──────── Available data ────────
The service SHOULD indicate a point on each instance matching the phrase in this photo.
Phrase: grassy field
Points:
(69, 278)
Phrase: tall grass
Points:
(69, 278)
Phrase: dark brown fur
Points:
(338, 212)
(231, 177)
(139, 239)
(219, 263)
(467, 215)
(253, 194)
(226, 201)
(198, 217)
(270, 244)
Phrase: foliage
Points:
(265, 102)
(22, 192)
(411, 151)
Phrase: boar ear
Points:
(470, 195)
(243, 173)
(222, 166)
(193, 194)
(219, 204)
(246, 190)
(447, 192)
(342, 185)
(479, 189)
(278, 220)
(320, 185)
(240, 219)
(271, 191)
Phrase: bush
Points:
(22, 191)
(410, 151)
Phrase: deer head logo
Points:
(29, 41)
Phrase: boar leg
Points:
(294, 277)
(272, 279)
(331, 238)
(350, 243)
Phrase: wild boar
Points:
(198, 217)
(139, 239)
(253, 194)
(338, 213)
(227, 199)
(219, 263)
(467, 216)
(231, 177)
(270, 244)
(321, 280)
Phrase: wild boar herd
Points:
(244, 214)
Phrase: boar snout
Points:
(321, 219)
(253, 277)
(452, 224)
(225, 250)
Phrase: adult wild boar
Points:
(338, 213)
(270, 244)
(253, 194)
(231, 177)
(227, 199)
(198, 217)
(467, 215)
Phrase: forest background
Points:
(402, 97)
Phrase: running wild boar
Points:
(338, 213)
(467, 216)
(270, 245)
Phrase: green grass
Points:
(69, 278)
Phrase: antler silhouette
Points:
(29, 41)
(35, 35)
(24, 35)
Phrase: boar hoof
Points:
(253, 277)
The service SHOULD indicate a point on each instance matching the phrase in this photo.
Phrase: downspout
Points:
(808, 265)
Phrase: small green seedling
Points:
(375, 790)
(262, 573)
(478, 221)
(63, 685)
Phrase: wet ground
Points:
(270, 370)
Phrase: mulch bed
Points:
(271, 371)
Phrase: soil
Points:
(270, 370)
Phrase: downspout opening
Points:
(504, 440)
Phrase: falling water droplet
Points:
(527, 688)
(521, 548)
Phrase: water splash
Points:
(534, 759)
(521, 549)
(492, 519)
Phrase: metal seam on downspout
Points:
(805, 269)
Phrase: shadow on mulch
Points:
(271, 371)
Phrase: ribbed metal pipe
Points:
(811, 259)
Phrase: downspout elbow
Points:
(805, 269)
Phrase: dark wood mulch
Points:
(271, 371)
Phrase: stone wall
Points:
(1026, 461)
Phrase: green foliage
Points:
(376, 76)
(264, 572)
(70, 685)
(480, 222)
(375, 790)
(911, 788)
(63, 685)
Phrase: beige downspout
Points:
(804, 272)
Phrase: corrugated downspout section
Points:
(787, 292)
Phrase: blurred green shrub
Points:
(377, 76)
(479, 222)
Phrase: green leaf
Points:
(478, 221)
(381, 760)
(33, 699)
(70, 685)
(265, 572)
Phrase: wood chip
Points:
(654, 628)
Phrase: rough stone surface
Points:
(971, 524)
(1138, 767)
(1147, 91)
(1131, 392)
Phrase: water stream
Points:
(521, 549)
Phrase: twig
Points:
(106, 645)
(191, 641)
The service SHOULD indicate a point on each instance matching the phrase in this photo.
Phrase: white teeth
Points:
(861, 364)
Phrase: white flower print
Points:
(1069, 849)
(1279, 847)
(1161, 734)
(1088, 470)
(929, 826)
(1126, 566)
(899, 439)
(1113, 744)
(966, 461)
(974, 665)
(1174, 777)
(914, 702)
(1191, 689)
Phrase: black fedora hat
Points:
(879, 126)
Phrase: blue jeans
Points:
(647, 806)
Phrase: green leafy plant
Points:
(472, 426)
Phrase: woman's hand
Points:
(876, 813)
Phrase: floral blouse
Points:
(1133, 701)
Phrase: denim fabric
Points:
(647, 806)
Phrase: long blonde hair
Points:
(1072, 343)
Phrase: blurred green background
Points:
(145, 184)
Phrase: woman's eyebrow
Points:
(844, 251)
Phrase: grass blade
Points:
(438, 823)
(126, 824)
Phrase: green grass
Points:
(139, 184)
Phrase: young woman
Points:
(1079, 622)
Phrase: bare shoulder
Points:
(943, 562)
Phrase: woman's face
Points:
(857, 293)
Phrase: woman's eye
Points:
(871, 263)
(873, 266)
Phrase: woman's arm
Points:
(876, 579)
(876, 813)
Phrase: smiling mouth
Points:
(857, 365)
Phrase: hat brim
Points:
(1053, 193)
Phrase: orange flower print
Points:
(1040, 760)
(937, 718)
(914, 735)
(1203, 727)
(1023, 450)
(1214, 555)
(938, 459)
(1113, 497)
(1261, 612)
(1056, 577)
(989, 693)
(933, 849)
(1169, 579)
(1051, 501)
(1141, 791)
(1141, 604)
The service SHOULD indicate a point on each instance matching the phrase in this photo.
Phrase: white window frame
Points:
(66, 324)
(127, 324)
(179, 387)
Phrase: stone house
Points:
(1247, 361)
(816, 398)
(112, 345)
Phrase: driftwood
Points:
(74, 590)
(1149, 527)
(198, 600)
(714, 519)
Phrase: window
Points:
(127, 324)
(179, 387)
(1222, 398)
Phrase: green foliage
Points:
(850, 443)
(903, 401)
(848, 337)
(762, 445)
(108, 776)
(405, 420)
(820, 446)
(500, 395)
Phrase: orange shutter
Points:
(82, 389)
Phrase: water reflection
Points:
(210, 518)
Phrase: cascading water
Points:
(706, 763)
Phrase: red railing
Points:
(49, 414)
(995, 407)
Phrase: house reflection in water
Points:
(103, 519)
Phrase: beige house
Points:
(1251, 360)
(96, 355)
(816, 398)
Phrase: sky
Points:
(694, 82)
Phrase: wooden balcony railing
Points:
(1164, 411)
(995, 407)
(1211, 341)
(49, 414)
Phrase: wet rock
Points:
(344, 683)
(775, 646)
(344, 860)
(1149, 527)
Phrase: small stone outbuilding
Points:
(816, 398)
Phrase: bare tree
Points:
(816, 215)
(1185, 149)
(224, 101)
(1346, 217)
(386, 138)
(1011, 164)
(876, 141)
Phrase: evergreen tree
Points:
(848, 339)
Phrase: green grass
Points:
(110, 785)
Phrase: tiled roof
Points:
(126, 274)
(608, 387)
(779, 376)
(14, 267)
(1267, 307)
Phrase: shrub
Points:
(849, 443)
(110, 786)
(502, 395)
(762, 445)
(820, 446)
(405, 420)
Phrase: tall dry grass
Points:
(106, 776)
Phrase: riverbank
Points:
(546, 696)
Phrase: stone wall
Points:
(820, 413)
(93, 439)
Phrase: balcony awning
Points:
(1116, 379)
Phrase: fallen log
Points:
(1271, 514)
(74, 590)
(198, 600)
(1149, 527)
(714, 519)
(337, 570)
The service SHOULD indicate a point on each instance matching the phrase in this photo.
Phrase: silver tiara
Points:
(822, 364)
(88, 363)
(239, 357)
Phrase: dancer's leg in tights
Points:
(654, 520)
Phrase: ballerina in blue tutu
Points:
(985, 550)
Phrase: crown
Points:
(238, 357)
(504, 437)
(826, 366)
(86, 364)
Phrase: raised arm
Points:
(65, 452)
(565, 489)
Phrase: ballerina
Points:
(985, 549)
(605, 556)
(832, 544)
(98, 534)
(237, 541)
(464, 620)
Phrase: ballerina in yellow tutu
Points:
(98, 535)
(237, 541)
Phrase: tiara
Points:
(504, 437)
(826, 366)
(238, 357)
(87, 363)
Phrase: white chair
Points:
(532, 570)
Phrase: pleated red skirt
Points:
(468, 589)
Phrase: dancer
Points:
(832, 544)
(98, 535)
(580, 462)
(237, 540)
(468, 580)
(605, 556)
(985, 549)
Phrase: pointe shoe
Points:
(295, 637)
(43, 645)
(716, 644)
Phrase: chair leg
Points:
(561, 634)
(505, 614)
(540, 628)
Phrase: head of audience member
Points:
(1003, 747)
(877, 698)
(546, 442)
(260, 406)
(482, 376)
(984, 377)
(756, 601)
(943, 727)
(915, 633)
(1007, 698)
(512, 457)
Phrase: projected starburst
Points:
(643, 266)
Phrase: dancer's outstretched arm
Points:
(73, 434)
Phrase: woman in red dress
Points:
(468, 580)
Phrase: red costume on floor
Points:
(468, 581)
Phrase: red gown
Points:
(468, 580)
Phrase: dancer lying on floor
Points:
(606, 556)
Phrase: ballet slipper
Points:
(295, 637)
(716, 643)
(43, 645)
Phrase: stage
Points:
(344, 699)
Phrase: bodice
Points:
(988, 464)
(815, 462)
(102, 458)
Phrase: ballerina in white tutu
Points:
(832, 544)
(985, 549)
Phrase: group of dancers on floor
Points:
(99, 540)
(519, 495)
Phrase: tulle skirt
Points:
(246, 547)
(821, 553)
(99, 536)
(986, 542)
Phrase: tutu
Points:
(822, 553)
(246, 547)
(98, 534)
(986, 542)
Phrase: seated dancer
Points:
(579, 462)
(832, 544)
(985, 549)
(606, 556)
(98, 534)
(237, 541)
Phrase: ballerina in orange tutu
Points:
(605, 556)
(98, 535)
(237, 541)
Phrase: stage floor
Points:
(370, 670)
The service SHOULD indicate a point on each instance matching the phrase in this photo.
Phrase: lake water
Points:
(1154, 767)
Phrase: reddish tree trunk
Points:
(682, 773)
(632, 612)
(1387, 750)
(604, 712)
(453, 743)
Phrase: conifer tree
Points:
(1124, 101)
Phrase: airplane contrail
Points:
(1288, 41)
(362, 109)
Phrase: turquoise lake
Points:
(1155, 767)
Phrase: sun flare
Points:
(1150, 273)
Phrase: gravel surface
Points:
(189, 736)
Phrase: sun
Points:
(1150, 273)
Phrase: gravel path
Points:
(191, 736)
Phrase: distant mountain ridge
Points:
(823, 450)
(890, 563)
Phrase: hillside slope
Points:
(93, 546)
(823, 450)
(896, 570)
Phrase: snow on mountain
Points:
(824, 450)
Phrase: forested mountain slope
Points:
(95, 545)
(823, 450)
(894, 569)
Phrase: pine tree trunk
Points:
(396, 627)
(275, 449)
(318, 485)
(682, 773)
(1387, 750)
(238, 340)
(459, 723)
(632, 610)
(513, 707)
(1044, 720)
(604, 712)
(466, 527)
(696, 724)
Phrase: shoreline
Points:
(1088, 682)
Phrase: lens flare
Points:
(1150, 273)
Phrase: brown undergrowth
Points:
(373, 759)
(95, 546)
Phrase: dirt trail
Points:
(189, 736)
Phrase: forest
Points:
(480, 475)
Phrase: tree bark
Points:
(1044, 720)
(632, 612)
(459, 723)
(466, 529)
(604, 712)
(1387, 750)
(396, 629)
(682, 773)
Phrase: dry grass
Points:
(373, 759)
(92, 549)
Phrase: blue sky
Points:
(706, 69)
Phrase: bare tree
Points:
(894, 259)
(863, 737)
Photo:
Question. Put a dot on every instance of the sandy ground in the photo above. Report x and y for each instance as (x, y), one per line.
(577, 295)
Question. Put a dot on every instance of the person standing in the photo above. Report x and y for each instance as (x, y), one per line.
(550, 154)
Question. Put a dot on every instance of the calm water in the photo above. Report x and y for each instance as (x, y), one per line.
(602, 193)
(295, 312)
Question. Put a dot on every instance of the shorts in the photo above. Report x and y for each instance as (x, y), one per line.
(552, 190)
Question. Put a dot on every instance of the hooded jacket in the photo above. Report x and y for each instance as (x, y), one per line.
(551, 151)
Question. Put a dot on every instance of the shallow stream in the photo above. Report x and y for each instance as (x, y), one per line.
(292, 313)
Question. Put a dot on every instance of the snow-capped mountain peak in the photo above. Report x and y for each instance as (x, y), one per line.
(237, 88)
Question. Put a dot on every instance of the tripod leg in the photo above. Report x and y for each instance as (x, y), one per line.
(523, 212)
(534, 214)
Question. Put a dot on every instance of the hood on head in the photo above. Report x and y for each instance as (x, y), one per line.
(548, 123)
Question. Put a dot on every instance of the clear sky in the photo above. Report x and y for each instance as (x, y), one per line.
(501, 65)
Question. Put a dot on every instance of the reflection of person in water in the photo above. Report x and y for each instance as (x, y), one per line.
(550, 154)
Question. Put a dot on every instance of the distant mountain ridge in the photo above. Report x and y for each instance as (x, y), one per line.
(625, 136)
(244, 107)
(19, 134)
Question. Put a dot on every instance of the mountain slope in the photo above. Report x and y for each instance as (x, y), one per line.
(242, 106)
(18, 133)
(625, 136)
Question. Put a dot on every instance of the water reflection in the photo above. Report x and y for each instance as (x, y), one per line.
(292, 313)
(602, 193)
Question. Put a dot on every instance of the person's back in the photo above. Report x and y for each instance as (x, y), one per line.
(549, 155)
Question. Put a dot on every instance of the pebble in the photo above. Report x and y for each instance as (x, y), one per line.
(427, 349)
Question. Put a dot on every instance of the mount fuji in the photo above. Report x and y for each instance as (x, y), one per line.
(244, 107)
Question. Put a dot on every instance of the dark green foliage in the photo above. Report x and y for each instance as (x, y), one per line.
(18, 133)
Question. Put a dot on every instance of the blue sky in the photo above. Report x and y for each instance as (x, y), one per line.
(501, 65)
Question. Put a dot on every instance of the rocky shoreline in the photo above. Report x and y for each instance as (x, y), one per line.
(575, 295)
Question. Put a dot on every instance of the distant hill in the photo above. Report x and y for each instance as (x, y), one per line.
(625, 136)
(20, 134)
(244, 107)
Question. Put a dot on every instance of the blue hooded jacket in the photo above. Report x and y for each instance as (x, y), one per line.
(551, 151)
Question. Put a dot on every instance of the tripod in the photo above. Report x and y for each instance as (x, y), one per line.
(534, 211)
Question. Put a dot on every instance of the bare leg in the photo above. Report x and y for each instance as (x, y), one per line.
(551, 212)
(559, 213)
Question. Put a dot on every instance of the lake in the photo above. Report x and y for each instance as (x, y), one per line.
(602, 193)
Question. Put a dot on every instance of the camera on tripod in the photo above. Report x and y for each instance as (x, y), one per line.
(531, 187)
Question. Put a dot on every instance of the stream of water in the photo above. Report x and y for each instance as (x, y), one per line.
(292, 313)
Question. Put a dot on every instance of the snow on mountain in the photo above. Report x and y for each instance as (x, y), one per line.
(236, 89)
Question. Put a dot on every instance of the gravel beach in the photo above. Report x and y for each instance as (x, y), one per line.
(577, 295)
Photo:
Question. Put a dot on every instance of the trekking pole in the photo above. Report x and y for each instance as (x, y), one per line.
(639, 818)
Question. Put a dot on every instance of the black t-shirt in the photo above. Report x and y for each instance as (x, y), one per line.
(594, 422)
────────
▶ _Task to complete_
Print everything from the line containing "Phrase: stone house" down to the line containing "(1267, 307)", both of those lines included, reproducing each line character for character.

▶ _Complete response_
Phrase: stone house
Points:
(1247, 361)
(816, 398)
(112, 345)
Phrase: driftwood
Points:
(74, 590)
(1149, 527)
(198, 600)
(714, 519)
Phrase: window
Points:
(127, 324)
(179, 387)
(1222, 398)
Phrase: green foliage
Points:
(850, 443)
(903, 401)
(848, 337)
(762, 445)
(108, 776)
(405, 420)
(820, 446)
(500, 395)
Phrase: orange shutter
Points:
(82, 389)
Phrase: water reflection
Points:
(210, 518)
Phrase: cascading water
Points:
(706, 763)
Phrase: red railing
Points:
(49, 414)
(995, 407)
Phrase: house reflection in water
Points:
(103, 519)
Phrase: beige house
Points:
(1251, 360)
(96, 355)
(816, 398)
Phrase: sky
Points:
(694, 82)
Phrase: wooden balcony railing
Points:
(1164, 411)
(995, 407)
(1211, 341)
(49, 414)
Phrase: wet rock
Points:
(344, 683)
(775, 646)
(344, 860)
(1149, 527)
Phrase: small stone outbuilding
Points:
(816, 398)
Phrase: bare tree
Points:
(816, 215)
(1185, 149)
(224, 101)
(1346, 217)
(386, 138)
(1011, 164)
(876, 141)
Phrase: evergreen tree
Points:
(848, 339)
Phrase: green grass
Points:
(110, 785)
Phrase: tiled roof
Points:
(126, 274)
(608, 387)
(779, 376)
(14, 267)
(1267, 307)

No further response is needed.